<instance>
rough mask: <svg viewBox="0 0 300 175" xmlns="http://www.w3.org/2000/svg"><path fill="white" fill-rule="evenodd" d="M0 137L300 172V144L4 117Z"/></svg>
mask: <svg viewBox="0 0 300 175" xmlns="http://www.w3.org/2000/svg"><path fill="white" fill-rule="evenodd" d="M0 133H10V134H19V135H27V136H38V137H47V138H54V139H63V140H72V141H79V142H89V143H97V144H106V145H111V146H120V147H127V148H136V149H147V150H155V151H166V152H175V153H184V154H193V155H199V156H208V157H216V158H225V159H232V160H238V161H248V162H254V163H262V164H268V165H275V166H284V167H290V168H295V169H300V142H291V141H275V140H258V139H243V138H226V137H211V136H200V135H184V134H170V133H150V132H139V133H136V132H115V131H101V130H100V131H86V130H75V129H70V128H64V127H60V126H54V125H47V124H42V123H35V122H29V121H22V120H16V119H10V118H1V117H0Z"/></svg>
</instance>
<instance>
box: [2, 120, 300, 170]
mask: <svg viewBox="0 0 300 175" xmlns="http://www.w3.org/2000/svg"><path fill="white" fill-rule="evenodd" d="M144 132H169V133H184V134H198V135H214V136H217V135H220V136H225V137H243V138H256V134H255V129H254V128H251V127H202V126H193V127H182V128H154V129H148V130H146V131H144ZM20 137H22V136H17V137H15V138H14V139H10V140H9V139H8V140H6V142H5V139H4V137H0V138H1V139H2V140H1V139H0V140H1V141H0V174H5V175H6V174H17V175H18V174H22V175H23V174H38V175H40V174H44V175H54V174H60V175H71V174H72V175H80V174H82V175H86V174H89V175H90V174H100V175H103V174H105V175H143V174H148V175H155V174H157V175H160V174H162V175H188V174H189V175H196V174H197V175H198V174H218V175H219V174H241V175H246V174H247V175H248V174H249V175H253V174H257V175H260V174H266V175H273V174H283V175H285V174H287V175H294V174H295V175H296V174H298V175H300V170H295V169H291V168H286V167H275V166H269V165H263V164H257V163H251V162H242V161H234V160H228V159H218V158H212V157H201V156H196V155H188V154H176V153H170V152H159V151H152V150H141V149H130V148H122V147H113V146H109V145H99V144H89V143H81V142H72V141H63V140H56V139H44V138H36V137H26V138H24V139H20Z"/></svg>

▶ _REQUIREMENT_:
Repeat exactly the lines from the one containing "rough mask: <svg" through the last line of the records above, both included, and nothing else.

▶ _EXERCISE SOLUTION_:
rough mask: <svg viewBox="0 0 300 175" xmlns="http://www.w3.org/2000/svg"><path fill="white" fill-rule="evenodd" d="M0 137L300 172V144L4 117Z"/></svg>
mask: <svg viewBox="0 0 300 175" xmlns="http://www.w3.org/2000/svg"><path fill="white" fill-rule="evenodd" d="M0 133H10V134H19V135H27V136H38V137H47V138H54V139H63V140H72V141H79V142H89V143H97V144H106V145H111V146H120V147H127V148H136V149H147V150H155V151H166V152H175V153H184V154H193V155H199V156H208V157H216V158H225V159H232V160H238V161H248V162H254V163H262V164H268V165H275V166H284V167H290V168H295V169H300V142H291V141H275V140H258V139H243V138H226V137H211V136H200V135H184V134H170V133H150V132H139V133H136V132H115V131H101V130H100V131H86V130H75V129H70V128H64V127H60V126H54V125H47V124H42V123H35V122H29V121H22V120H16V119H10V118H1V117H0Z"/></svg>
</instance>
<instance>
box: [2, 120, 300, 170]
mask: <svg viewBox="0 0 300 175" xmlns="http://www.w3.org/2000/svg"><path fill="white" fill-rule="evenodd" d="M144 132H169V133H184V134H198V135H214V136H217V135H220V136H225V137H243V138H256V134H255V129H254V128H251V127H202V126H193V127H182V128H154V129H148V130H146V131H144ZM20 137H22V136H17V137H15V138H14V139H10V140H9V139H8V140H6V142H5V139H4V137H0V138H1V139H2V140H1V139H0V140H1V141H0V174H5V175H6V174H17V175H18V174H22V175H23V174H38V175H40V174H44V175H54V174H60V175H71V174H72V175H80V174H82V175H86V174H89V175H90V174H100V175H103V174H105V175H143V174H148V175H155V174H157V175H160V174H162V175H188V174H189V175H196V174H197V175H198V174H218V175H219V174H241V175H246V174H247V175H248V174H249V175H253V174H257V175H260V174H266V175H273V174H283V175H285V174H287V175H294V174H295V175H296V174H298V175H300V170H295V169H291V168H286V167H275V166H269V165H263V164H257V163H251V162H242V161H234V160H228V159H218V158H212V157H201V156H196V155H188V154H176V153H170V152H159V151H152V150H141V149H130V148H122V147H113V146H109V145H99V144H89V143H81V142H72V141H63V140H56V139H44V138H36V137H26V138H24V139H20Z"/></svg>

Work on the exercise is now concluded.